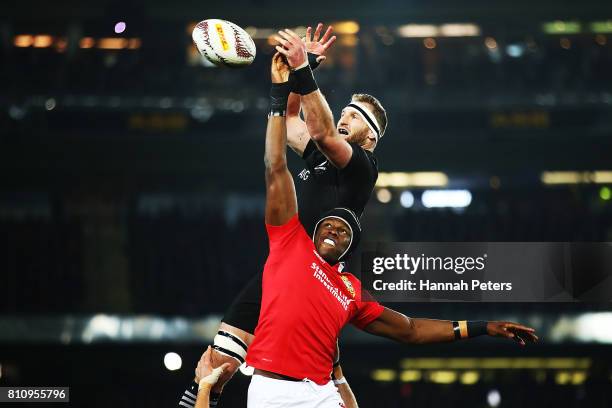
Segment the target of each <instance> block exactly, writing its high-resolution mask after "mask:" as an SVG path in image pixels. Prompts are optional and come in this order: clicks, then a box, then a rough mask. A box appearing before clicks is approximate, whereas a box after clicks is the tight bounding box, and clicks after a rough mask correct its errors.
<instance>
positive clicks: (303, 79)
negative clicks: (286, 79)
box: [291, 65, 319, 95]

* **TASK TO COMPLETE**
Give each record above back word for word, but carry over none of the pictures.

* **EXERCISE RESULT**
Segment the target of each <instance> block exactly, writing its high-resolution mask after "mask:" as an SVG path in image pixels. Prompts are optional and come in this order: clicks, then a box, then a rough mask. A box appearing before clicks is approximate, whereas a box after clicks is the tight bounding box, and clicks after a rough mask correct its errors.
<instance>
positive clicks: (303, 79)
negative clicks: (286, 79)
box: [291, 65, 319, 95]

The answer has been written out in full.